A Sandbox Life
The sandbox was my entire home when I was a child. I constructed sandcastles, rescued princesses and developed worlds. It didn’t matter what I was doing as long as I was creative. I imagined new creatures, magic and quests to go on. Sand was the first material experience I had where I could shape my environment. Life is a sandbox game. You make a character, explore, level up and forge your own path.
To me, design is the manipulation of grains of sand: you amalgamate experiences to evoke emotion. Our tools were limited in the past, but, as emerging technologies develop, we’re increasingly enabled. Hardware interfaces have shapeable memory, stimulate more senses simultaneously, and can distinguish between “that is” and “that is like”.
I envision revolutionary human capabilities centuries from now. People who are enabled to grab matter around them like sand in a pail and manipulate its structure to make their sandcastles. Whether they are phase shifting and programming materials or symbiont with microorganisms, they can bring their sandcastles to life. I want to build better hardware interfaces than our standard, with materials as the foundation for broadening technology experience and its interface design.

[Referring expression pointing data]
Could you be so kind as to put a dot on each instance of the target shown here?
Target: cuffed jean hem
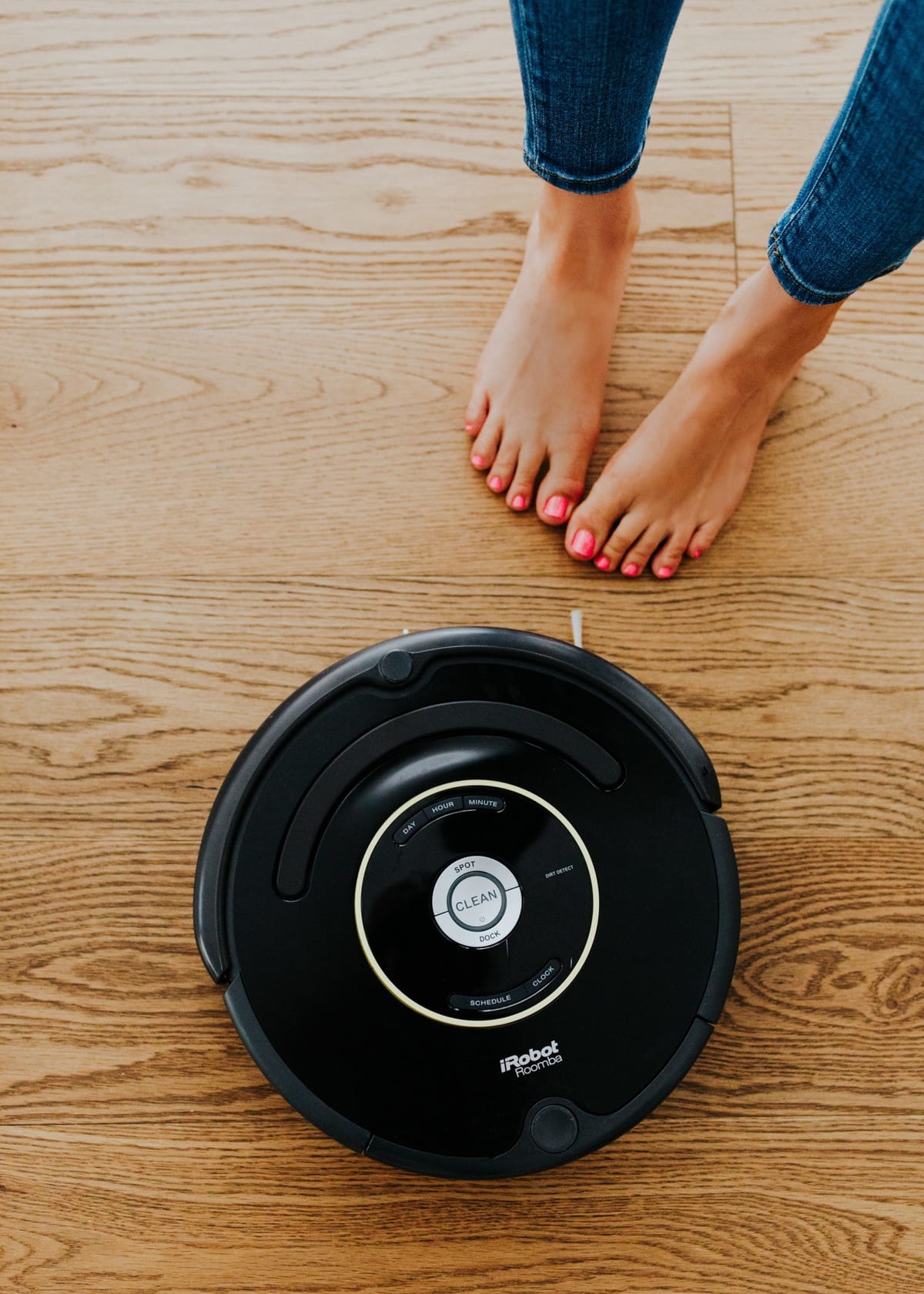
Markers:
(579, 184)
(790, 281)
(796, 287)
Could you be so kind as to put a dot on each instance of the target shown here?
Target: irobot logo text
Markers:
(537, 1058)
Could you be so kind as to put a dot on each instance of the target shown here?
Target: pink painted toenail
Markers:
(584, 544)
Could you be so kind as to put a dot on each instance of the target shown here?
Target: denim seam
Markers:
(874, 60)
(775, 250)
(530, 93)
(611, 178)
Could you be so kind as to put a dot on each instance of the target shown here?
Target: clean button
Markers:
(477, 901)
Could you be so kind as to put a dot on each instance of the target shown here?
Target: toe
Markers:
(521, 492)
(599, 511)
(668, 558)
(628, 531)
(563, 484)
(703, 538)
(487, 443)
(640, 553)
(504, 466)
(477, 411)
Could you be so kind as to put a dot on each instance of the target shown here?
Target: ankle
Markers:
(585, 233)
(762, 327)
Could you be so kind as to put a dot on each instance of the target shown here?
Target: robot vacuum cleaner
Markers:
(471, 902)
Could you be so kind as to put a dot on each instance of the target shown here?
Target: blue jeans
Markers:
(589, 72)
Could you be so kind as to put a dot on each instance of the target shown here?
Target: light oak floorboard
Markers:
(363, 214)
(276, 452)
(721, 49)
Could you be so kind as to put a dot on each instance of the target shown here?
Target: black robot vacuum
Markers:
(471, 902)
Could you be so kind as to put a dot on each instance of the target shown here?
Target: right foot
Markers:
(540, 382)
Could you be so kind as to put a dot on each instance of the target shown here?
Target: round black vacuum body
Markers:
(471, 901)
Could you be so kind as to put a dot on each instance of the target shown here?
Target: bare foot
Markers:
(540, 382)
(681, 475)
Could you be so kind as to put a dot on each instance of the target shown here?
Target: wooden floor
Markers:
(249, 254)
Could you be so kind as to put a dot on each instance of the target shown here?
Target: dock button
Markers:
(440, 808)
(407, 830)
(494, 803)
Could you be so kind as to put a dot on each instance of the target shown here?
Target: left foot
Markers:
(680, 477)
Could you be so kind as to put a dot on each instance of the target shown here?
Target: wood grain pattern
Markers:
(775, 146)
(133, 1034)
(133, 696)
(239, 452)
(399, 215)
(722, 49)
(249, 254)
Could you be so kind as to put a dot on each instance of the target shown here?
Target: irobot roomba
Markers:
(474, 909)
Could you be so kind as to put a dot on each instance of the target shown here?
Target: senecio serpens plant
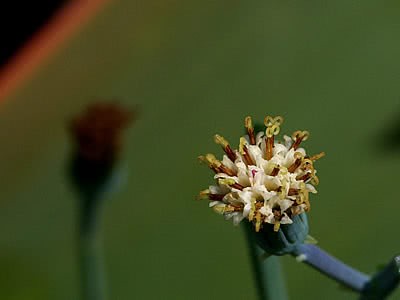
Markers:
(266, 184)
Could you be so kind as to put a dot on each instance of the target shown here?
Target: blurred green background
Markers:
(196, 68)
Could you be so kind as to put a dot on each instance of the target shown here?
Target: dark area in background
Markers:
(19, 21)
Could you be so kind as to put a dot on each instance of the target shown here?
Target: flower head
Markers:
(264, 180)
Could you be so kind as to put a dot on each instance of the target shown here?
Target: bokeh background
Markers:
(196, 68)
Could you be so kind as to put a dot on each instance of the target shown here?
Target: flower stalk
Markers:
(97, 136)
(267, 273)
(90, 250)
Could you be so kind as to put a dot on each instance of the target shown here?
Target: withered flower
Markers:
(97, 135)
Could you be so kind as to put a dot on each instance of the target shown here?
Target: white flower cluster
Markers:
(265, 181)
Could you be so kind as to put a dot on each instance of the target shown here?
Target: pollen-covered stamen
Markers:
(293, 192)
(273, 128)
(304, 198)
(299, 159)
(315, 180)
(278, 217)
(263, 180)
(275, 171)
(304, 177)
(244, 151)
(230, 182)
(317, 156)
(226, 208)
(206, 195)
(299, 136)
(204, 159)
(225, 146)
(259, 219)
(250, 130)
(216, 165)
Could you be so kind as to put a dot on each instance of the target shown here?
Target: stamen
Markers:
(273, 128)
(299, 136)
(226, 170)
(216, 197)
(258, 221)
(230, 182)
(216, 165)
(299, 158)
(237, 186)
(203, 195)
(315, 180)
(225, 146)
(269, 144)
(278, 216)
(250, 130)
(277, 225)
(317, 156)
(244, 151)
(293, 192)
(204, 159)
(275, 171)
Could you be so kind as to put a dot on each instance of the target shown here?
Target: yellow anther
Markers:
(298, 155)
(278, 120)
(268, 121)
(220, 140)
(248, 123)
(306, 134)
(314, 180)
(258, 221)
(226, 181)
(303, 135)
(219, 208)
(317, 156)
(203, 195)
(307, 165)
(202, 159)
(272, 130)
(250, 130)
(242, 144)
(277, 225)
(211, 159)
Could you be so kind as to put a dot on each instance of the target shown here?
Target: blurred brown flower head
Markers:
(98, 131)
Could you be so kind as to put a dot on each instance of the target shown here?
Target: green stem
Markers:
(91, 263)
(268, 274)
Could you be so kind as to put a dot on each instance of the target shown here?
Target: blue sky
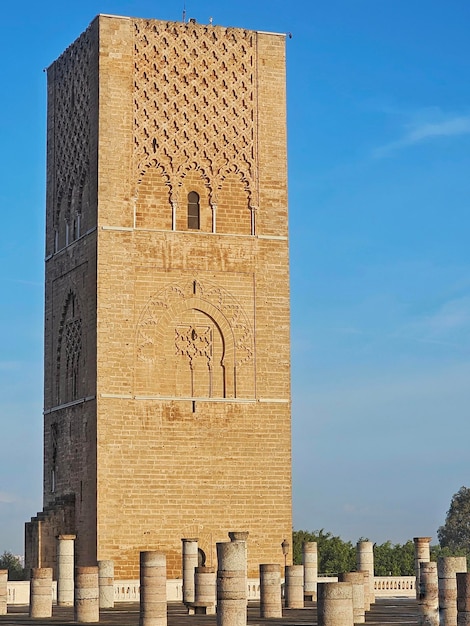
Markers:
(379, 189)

* * *

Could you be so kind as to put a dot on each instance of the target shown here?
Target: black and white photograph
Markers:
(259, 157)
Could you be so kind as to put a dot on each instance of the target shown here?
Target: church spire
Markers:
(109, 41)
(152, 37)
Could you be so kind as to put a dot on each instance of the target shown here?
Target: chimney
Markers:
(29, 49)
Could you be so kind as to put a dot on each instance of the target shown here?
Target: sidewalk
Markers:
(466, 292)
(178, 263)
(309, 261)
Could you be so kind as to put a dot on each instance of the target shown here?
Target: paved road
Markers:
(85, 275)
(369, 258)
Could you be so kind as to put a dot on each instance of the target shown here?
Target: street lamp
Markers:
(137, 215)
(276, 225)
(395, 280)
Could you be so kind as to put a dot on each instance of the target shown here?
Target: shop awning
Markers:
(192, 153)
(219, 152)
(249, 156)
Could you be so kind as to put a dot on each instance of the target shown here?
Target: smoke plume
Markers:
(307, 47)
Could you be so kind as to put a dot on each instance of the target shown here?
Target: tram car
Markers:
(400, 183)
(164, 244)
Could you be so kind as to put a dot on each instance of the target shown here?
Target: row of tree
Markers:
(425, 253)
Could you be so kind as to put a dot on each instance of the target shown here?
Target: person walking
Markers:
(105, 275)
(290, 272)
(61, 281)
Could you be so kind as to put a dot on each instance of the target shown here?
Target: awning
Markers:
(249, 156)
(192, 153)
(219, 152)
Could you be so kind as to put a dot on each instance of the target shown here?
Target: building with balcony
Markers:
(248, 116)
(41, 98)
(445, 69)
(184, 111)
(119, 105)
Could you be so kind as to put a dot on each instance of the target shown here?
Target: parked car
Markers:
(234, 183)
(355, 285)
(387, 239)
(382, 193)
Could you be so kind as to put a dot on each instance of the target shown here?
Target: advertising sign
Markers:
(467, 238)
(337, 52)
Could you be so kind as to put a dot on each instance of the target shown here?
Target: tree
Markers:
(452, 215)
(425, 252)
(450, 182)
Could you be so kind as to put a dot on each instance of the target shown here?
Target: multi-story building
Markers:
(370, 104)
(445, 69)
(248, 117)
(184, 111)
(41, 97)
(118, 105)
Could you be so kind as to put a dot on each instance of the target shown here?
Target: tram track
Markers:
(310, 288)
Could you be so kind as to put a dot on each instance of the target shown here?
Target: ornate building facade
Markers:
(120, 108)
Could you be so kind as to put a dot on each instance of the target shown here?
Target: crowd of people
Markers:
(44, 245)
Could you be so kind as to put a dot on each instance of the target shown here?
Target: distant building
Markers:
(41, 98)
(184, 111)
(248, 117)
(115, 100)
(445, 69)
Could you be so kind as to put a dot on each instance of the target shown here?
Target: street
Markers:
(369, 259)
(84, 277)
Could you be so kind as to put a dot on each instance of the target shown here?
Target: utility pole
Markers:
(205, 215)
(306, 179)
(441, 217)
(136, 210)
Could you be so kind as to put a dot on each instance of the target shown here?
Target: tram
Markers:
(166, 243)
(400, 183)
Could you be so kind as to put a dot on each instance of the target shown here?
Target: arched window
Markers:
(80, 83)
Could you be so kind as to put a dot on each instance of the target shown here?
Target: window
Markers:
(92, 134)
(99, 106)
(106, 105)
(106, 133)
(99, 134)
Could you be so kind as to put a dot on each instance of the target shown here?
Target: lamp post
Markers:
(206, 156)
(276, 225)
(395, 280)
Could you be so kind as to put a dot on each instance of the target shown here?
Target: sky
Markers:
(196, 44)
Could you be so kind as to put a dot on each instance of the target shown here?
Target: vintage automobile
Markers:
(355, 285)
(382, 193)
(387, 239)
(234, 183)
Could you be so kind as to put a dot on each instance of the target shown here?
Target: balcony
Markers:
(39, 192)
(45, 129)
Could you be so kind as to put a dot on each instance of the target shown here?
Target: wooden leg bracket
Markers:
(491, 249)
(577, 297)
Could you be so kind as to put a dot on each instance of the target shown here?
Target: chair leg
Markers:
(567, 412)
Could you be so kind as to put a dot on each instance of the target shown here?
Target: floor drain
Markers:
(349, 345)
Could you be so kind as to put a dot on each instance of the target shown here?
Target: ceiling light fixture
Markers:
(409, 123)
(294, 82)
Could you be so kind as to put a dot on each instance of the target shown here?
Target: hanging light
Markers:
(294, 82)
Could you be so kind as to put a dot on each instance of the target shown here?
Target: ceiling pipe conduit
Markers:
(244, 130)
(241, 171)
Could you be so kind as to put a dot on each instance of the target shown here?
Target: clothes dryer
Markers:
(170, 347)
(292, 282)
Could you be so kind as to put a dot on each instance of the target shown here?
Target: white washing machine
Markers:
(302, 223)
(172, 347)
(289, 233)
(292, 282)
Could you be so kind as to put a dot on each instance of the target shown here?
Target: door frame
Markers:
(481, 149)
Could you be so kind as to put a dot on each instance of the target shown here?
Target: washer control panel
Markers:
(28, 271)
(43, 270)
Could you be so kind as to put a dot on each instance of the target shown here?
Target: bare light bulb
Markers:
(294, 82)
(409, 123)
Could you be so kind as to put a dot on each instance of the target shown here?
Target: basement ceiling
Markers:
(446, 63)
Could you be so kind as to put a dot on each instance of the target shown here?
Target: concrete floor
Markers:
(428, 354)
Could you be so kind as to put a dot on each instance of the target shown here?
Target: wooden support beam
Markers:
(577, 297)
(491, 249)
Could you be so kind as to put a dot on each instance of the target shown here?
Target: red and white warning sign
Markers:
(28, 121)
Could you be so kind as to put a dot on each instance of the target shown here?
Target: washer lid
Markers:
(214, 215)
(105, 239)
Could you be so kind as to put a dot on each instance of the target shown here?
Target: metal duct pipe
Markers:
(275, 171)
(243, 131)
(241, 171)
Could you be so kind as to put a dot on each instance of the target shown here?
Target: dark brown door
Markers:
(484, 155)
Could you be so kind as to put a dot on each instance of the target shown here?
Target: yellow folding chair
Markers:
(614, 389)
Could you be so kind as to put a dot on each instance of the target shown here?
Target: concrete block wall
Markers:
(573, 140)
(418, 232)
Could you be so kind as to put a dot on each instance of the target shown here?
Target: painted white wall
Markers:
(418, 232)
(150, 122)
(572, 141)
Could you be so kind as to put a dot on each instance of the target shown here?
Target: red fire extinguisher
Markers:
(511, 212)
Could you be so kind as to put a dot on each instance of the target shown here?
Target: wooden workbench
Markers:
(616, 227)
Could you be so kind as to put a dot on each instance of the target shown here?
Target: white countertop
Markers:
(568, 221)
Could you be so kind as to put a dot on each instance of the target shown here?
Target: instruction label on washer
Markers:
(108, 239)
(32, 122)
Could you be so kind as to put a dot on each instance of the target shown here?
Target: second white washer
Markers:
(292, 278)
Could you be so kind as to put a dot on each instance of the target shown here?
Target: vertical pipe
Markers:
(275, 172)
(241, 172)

Work order A> In the sandbox essay, reproduce the text starting with "To me, design" and going on through "its interface design.".
Work order B> Condense the paragraph of the sandbox essay that opens "To me, design is the manipulation" into a short bulleted list that keeps its main facts.

Written reply A>
To me, design is the manipulation of grains of sand: you amalgamate experiences to evoke emotion. Our tools were limited in the past, but, as emerging technologies develop, we’re increasingly enabled. Hardware interfaces have shapeable memory, stimulate more senses simultaneously, and can distinguish between “that is” and “that is like”.
I envision revolutionary human capabilities centuries from now. People who are enabled to grab matter around them like sand in a pail and manipulate its structure to make their sandcastles. Whether they are phase shifting and programming materials or symbiont with microorganisms, they can bring their sandcastles to life. I want to build better hardware interfaces than our standard, with materials as the foundation for broadening technology experience and its interface design.

Written reply B>
- Design is manipulating grains of sand: combining experiences to evoke emotion.
- Past tools were limited, but emerging technologies increasingly enable us.
- Hardware interfaces have shapeable memory, stimulate more senses at once, and can tell "that is" from "that is like".